=== Entries shown ===
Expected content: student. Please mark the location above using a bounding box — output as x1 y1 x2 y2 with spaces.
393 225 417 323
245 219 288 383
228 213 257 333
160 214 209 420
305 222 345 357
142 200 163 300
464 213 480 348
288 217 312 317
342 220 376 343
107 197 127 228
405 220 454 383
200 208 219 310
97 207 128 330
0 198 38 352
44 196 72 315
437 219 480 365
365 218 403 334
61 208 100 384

=== Written instruction ===
Rewrite the material above, changing "student" to "pupil" and leaving everything else as it is.

=== Correct answer ===
Expected content: pupil. Please mark the location above using a bounding box — output as x1 y1 x2 y2 with spaces.
393 225 417 323
245 219 288 383
228 213 257 333
160 214 209 420
305 222 345 357
142 200 163 300
464 213 480 348
288 217 312 317
342 220 376 343
107 197 127 228
405 220 454 383
200 208 219 310
97 207 128 330
0 198 38 352
44 196 72 315
437 219 480 365
365 218 403 334
61 208 100 384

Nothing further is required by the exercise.